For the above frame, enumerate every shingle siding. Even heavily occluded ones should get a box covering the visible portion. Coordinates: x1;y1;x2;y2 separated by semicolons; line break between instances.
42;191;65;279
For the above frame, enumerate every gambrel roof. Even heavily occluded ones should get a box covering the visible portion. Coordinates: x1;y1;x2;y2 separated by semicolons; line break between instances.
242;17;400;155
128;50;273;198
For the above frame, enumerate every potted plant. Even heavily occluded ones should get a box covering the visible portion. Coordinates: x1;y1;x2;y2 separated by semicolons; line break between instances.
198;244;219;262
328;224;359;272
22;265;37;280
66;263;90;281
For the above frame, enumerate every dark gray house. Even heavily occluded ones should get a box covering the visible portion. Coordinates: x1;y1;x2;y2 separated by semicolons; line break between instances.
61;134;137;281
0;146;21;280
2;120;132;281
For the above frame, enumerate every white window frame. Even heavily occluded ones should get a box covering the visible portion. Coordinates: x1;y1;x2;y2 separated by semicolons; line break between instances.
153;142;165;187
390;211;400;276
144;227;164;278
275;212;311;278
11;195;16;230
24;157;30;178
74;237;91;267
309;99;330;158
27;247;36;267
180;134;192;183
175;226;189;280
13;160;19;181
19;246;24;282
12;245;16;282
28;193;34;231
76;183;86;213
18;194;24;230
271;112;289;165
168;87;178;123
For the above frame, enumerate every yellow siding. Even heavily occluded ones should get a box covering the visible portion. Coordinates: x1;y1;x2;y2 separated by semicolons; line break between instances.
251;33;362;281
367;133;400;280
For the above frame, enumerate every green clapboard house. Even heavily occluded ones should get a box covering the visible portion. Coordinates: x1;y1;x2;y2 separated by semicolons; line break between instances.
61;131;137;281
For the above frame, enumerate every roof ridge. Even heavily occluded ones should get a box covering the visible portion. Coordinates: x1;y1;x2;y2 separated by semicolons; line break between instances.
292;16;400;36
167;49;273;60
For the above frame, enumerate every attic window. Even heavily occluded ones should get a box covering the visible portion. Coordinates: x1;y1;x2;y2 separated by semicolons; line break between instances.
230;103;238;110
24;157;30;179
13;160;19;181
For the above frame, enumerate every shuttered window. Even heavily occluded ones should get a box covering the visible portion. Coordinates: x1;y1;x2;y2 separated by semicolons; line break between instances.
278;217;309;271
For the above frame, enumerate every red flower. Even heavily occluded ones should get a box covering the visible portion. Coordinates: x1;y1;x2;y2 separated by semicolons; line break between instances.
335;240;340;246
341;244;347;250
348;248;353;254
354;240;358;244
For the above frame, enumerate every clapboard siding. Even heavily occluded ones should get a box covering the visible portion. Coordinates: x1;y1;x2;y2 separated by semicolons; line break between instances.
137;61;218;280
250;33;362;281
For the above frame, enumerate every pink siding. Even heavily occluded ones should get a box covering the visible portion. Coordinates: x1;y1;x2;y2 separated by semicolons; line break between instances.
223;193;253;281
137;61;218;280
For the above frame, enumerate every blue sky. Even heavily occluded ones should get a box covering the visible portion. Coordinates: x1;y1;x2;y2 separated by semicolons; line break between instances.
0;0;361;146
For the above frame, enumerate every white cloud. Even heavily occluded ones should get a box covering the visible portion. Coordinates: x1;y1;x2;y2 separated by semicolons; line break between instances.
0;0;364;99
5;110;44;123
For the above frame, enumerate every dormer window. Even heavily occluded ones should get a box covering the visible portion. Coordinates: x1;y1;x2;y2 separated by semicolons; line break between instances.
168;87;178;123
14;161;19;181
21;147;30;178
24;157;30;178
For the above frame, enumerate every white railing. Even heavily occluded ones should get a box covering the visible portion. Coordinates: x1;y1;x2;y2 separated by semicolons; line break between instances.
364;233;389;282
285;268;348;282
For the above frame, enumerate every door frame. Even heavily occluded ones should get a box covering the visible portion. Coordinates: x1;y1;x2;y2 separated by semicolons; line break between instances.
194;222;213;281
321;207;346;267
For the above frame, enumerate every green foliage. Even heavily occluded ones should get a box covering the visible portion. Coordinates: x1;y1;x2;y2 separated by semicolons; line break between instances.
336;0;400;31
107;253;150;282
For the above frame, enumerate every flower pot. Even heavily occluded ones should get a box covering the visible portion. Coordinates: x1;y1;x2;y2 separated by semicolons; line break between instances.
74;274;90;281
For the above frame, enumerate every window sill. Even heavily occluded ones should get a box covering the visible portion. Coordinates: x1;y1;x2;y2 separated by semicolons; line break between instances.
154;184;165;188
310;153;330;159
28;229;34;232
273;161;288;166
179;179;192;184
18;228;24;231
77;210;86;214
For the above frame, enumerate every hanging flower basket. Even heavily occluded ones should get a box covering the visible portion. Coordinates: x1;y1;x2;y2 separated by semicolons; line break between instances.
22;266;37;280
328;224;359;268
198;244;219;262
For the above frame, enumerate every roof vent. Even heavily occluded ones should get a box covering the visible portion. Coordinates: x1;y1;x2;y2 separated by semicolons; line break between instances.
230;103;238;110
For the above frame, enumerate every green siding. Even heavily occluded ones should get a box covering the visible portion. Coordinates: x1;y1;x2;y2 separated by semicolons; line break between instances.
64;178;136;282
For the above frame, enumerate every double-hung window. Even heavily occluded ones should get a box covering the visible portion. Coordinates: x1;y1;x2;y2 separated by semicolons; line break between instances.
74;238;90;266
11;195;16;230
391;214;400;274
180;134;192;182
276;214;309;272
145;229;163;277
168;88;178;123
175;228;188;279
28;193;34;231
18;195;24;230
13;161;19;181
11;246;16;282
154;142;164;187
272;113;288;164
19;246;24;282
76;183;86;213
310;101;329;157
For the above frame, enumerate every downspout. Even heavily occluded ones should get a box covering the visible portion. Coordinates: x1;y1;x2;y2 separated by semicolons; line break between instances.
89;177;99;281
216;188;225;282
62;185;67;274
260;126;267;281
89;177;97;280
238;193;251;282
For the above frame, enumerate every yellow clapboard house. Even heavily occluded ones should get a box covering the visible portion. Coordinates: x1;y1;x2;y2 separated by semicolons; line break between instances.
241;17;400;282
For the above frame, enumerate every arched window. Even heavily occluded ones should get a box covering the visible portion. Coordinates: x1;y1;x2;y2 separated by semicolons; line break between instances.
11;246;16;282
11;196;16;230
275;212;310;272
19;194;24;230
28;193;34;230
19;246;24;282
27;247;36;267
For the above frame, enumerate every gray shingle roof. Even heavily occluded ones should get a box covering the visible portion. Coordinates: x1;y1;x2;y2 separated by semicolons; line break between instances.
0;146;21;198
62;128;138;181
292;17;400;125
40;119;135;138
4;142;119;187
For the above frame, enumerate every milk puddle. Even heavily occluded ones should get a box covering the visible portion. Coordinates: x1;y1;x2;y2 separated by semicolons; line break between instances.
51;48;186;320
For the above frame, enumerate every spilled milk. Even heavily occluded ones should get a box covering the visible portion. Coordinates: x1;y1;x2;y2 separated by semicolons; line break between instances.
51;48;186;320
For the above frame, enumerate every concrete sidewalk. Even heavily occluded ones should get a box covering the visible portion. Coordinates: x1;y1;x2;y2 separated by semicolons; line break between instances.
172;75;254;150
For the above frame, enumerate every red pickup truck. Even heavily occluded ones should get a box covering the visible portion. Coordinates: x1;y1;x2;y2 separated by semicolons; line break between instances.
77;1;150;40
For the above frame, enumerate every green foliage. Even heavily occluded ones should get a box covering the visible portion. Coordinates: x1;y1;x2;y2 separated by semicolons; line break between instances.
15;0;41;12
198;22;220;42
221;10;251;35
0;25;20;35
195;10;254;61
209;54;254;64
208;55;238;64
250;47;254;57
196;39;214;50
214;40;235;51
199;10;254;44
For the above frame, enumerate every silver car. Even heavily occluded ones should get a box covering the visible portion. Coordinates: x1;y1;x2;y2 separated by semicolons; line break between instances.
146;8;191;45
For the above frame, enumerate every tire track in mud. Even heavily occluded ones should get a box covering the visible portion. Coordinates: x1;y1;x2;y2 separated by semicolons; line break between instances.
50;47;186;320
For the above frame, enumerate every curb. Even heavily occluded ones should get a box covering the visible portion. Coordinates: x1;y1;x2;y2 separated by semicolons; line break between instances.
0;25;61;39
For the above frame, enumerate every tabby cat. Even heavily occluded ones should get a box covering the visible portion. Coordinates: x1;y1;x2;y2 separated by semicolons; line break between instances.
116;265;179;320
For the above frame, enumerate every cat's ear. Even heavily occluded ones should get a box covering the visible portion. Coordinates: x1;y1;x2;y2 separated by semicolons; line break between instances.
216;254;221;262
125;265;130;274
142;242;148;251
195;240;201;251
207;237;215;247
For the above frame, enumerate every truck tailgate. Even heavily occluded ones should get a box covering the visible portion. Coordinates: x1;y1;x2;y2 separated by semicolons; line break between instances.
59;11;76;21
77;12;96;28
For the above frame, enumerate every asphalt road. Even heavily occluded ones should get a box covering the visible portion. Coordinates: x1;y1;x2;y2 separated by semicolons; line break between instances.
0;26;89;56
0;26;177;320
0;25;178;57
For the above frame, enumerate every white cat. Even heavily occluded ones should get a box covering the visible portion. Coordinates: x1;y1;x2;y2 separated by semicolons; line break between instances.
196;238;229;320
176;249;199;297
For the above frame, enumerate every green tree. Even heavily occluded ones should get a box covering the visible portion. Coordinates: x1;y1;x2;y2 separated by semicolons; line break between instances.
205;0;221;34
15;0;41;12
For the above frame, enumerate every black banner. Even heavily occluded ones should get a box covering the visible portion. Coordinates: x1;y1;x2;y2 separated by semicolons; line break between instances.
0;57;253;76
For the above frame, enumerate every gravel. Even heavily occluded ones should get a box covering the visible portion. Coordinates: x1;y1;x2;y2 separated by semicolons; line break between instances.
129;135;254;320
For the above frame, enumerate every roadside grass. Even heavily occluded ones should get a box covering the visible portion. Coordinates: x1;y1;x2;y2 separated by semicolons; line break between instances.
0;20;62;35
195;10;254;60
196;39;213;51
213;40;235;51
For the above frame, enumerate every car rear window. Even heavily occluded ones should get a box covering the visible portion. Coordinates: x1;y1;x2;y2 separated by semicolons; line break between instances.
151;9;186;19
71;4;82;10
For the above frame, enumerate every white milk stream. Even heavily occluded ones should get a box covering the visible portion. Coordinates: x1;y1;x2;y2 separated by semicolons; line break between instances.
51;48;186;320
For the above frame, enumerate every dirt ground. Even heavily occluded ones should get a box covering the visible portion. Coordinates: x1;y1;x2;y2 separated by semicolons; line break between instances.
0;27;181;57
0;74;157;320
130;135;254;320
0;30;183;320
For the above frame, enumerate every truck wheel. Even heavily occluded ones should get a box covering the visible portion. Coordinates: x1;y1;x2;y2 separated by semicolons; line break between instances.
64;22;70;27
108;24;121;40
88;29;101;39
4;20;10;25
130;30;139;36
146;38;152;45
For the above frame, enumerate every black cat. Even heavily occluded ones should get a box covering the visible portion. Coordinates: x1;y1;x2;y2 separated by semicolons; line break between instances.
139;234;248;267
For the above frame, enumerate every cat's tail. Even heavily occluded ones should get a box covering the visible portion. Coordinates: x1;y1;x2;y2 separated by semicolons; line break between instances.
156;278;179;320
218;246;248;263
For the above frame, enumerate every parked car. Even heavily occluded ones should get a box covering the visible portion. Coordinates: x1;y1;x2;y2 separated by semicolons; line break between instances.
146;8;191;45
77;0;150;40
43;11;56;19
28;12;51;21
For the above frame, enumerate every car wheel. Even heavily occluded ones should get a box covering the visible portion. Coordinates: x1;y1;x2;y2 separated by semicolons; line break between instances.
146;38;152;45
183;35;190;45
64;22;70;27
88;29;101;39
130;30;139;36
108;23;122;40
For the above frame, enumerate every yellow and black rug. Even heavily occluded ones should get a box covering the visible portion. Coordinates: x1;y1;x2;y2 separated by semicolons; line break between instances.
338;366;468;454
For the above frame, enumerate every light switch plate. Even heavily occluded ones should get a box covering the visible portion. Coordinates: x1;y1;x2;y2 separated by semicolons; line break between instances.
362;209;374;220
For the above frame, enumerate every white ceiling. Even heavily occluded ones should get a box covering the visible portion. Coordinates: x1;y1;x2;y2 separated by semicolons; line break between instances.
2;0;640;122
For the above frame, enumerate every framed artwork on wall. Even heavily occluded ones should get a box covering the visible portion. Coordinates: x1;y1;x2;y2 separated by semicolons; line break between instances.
· · · · · · ·
WHAT IS REQUIRED
Lines from the one containing "For the above frame, enumerate every white ceiling." through the last line of the records, restated word for word: that is the whole response.

FINISHED EXERCISE
For the above frame, enumerate every white ceiling. Even heavily occluded ones should get a box covering the visible portion. Coordinates: x1;y1;x2;y2 separated by semicolons; line break between instances.
2;0;640;122
For the above frame, enumerate every framed artwork on wall. Even heavily occluded ones should get a box covering the visible portion. Coordinates: x1;y1;x2;y2 separated by semicolons; line break between instances.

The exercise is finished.